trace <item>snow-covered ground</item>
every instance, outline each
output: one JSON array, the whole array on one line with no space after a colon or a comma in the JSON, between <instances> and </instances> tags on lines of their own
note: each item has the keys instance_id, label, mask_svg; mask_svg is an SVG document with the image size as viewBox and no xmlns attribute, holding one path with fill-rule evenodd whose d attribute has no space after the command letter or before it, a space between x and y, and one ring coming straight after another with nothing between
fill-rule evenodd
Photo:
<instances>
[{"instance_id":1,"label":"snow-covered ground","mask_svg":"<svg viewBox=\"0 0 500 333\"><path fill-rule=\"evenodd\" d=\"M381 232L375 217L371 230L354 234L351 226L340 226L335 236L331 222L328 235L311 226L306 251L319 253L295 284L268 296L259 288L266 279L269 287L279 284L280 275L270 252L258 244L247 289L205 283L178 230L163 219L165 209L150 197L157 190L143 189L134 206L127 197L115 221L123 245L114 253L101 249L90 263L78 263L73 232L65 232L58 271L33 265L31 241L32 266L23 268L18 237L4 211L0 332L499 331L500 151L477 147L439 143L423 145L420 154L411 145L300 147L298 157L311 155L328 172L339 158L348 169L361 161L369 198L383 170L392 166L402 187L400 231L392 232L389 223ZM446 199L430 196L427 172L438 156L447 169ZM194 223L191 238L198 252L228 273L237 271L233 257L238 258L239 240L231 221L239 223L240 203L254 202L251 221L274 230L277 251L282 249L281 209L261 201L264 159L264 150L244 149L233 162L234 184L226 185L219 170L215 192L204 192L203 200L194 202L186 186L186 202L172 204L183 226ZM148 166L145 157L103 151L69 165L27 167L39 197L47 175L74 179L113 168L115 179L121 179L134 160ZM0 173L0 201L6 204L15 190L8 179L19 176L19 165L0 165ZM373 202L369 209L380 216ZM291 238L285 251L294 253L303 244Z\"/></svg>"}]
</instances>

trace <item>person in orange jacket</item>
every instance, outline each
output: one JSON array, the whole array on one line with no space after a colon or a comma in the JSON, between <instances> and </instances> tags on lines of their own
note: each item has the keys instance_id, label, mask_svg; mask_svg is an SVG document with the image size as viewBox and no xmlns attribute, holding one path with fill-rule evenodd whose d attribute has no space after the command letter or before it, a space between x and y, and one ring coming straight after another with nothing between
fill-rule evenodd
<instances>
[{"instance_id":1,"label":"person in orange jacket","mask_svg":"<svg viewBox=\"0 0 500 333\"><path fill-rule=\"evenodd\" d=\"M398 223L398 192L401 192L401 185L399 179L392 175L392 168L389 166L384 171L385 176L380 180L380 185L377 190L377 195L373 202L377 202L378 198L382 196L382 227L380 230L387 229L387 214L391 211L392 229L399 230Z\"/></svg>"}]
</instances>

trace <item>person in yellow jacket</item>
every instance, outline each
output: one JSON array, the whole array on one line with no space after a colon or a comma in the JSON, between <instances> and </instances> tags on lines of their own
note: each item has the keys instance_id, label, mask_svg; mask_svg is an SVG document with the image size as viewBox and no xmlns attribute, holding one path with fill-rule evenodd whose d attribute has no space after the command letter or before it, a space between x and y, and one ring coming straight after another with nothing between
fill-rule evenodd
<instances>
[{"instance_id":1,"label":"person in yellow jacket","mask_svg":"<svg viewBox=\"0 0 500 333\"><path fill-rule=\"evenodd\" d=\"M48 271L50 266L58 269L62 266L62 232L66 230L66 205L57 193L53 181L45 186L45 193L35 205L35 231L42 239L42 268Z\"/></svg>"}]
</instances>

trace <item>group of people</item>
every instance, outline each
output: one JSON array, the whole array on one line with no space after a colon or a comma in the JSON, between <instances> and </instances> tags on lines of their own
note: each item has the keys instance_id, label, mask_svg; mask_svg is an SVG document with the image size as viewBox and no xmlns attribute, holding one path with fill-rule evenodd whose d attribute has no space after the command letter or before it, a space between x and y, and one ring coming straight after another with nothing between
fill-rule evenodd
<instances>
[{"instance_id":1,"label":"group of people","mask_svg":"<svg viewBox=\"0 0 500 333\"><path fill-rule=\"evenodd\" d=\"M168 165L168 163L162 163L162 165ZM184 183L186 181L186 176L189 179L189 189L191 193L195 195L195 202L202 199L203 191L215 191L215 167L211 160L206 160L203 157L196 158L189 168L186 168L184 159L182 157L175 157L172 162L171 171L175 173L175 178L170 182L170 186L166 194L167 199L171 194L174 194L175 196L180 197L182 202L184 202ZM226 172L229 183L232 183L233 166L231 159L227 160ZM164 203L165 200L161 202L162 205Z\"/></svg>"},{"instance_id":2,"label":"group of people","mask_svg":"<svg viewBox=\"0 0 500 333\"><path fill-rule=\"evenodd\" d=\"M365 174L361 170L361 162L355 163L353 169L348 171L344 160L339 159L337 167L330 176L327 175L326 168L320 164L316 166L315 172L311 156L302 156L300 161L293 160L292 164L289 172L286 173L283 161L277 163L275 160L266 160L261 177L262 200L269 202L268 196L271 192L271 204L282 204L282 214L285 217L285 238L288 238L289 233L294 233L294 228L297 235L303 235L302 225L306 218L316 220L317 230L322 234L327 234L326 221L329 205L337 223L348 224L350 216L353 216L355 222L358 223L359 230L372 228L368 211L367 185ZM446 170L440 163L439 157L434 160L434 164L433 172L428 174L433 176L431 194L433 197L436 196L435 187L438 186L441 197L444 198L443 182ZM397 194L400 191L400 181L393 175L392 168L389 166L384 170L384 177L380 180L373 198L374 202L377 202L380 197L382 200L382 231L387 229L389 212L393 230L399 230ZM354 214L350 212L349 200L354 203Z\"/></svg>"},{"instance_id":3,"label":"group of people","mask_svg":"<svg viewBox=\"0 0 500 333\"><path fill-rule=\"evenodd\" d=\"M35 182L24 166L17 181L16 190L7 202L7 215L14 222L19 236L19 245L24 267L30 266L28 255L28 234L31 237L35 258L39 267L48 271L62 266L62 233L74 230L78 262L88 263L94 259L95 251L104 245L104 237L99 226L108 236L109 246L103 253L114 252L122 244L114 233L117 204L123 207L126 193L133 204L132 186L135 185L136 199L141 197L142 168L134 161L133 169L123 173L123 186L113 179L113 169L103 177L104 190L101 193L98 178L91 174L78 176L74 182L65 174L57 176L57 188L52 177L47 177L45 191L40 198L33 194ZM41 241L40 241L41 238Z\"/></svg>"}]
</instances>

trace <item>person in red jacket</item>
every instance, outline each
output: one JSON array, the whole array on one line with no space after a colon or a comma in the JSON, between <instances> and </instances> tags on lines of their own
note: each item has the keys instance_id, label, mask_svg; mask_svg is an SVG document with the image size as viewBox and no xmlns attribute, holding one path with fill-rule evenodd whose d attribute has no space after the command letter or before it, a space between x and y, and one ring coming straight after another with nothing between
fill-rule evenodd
::::::
Give back each entry exactly as it was written.

SOLUTION:
trace <item>snow-covered ground</item>
every instance, outline each
output: one JSON array, the whole array on one line with no space after a colon or a comma in the JSON, between <instances> and </instances> tags on lines of their own
note: each item has the keys instance_id, label, mask_svg; mask_svg is an SVG document with the image size as viewBox and no xmlns attribute, holding one path with fill-rule evenodd whose d attribute has no space after the command letter or before it, a space between x and y, and one ring coming straight after another with nothing between
fill-rule evenodd
Photo:
<instances>
[{"instance_id":1,"label":"snow-covered ground","mask_svg":"<svg viewBox=\"0 0 500 333\"><path fill-rule=\"evenodd\" d=\"M381 232L375 217L371 230L354 234L351 226L340 226L335 236L331 222L328 235L311 226L306 251L319 253L295 284L268 296L259 288L266 279L269 287L279 284L280 275L270 252L258 244L247 289L205 283L178 230L163 219L165 209L150 197L157 190L143 189L134 206L127 197L115 221L123 245L114 253L101 249L90 263L78 263L73 232L65 232L58 271L33 265L31 241L32 266L23 268L18 237L4 211L0 332L499 331L500 151L477 147L439 143L423 145L420 154L411 145L300 147L298 157L311 155L328 172L339 158L348 169L361 161L369 198L383 170L392 166L402 187L400 231L392 232L389 223ZM446 199L430 196L427 172L438 156L447 169ZM194 223L191 238L198 252L228 273L237 271L233 257L238 258L239 240L231 221L239 223L240 203L254 202L251 221L274 230L277 251L282 249L281 209L261 201L264 159L264 150L244 149L233 162L234 184L226 185L219 170L215 192L204 192L203 200L194 202L186 186L186 202L172 204L183 226ZM148 166L145 157L103 151L69 165L27 167L39 197L47 175L74 179L113 168L115 179L121 179L134 160ZM0 173L0 201L6 204L15 190L8 179L19 176L19 165L0 165ZM373 202L369 209L380 216ZM291 238L285 251L294 253L303 244Z\"/></svg>"}]
</instances>

trace <item>person in orange jacket</item>
every instance, outline each
output: one JSON array, the whole array on one line with no space after a colon or a comma in the JSON, between <instances> and </instances> tags on lines of their own
note: each item has the keys instance_id, label, mask_svg; mask_svg is an SVG document with the image size as viewBox and no xmlns attribute, holding one path with fill-rule evenodd whose d attribute has no space after the command letter or before it, a space between x and y, and one ring coming straight after another with nothing between
fill-rule evenodd
<instances>
[{"instance_id":1,"label":"person in orange jacket","mask_svg":"<svg viewBox=\"0 0 500 333\"><path fill-rule=\"evenodd\" d=\"M398 223L398 192L401 192L401 185L399 179L392 175L392 168L389 166L384 171L385 176L380 180L380 185L377 190L377 195L373 202L377 202L378 198L382 196L382 227L380 230L387 229L387 214L391 211L392 229L399 230Z\"/></svg>"}]
</instances>

trace <item>person in yellow jacket</item>
every instance, outline each
output: one JSON array, the whole array on one line with no space after a colon or a comma in the JSON, between <instances> and </instances> tags on lines of their own
note: each item has the keys instance_id, label, mask_svg; mask_svg is an SVG document with the image size as viewBox and no xmlns attribute, holding one path with fill-rule evenodd whose d attribute has no space after the command letter or before it, a space between x and y, and one ring coming straight after another with nothing between
fill-rule evenodd
<instances>
[{"instance_id":1,"label":"person in yellow jacket","mask_svg":"<svg viewBox=\"0 0 500 333\"><path fill-rule=\"evenodd\" d=\"M48 271L50 266L58 269L62 266L62 232L66 230L66 205L57 193L53 181L45 186L45 193L35 205L35 231L42 239L42 268Z\"/></svg>"}]
</instances>

trace <item>group of people</item>
every instance, outline each
output: one JSON array, the whole array on one line with no space after a colon or a comma in the JSON, between <instances> and </instances> tags on lines of their own
note: each item has the keys instance_id, label, mask_svg; mask_svg is an SVG document with the image size as viewBox and no xmlns attribute, holding one path with fill-rule evenodd whose d attribute has no space after the command letter or before it, a space between x and y, and one ring coming straight after another with nothing between
fill-rule evenodd
<instances>
[{"instance_id":1,"label":"group of people","mask_svg":"<svg viewBox=\"0 0 500 333\"><path fill-rule=\"evenodd\" d=\"M168 165L168 163L162 163L162 165ZM184 183L186 181L186 176L189 179L189 189L191 193L195 195L195 202L202 199L203 191L215 191L215 167L211 160L206 160L203 157L196 158L189 168L186 168L184 159L182 157L175 157L172 162L171 171L175 173L175 178L170 182L170 186L166 194L167 199L171 194L174 194L175 196L180 197L182 202L184 202ZM226 172L229 183L232 183L233 166L231 159L227 160ZM164 203L165 200L161 202L162 205Z\"/></svg>"},{"instance_id":2,"label":"group of people","mask_svg":"<svg viewBox=\"0 0 500 333\"><path fill-rule=\"evenodd\" d=\"M365 174L361 170L361 162L355 163L353 169L348 171L344 160L339 159L337 167L330 176L327 175L326 168L320 164L316 166L315 172L311 156L302 156L300 161L293 160L292 164L289 172L286 173L283 161L277 163L275 160L266 160L261 177L262 200L269 202L268 196L271 192L271 204L282 204L282 214L285 217L285 238L288 238L289 233L294 233L294 228L297 235L303 235L302 225L306 218L316 220L317 230L322 234L327 234L326 221L329 205L337 223L348 224L350 216L353 216L355 222L358 223L359 230L372 228L368 211L367 185ZM446 170L440 163L439 157L434 160L434 164L433 172L428 174L433 176L431 194L433 197L436 196L435 187L438 186L441 197L444 198L443 182ZM397 194L400 191L400 181L393 175L392 168L389 166L384 170L384 177L380 180L373 198L374 202L377 202L380 197L382 200L382 231L387 229L389 212L393 230L399 230ZM354 214L350 212L349 200L354 203Z\"/></svg>"},{"instance_id":3,"label":"group of people","mask_svg":"<svg viewBox=\"0 0 500 333\"><path fill-rule=\"evenodd\" d=\"M35 182L24 166L17 181L16 190L7 202L7 215L14 222L19 236L19 245L24 267L30 266L28 255L28 234L31 237L35 258L39 267L48 271L62 266L62 233L74 230L78 262L88 263L94 259L95 251L104 245L104 237L99 226L108 236L109 246L103 253L114 252L122 244L114 233L117 204L123 207L126 193L133 204L132 186L135 185L136 199L141 197L142 168L134 161L133 169L123 173L123 186L113 179L113 169L103 177L104 190L101 193L98 178L91 174L78 176L74 182L65 174L57 176L57 188L52 177L47 177L45 191L40 198L33 194ZM41 241L40 241L41 238Z\"/></svg>"}]
</instances>

trace <item>person in red jacket</item>
every instance, outline each
output: one JSON array, the whole array on one line with no space after a colon or a comma in the JSON, between <instances> and </instances> tags on lines of their own
note: each item has the keys instance_id, label, mask_svg; mask_svg is an SVG document with the image size as viewBox and no xmlns attribute, holding one path with fill-rule evenodd whose d attribute has no space after the command letter or before it, a space between x and y, and one ring coming straight after another with nothing between
fill-rule evenodd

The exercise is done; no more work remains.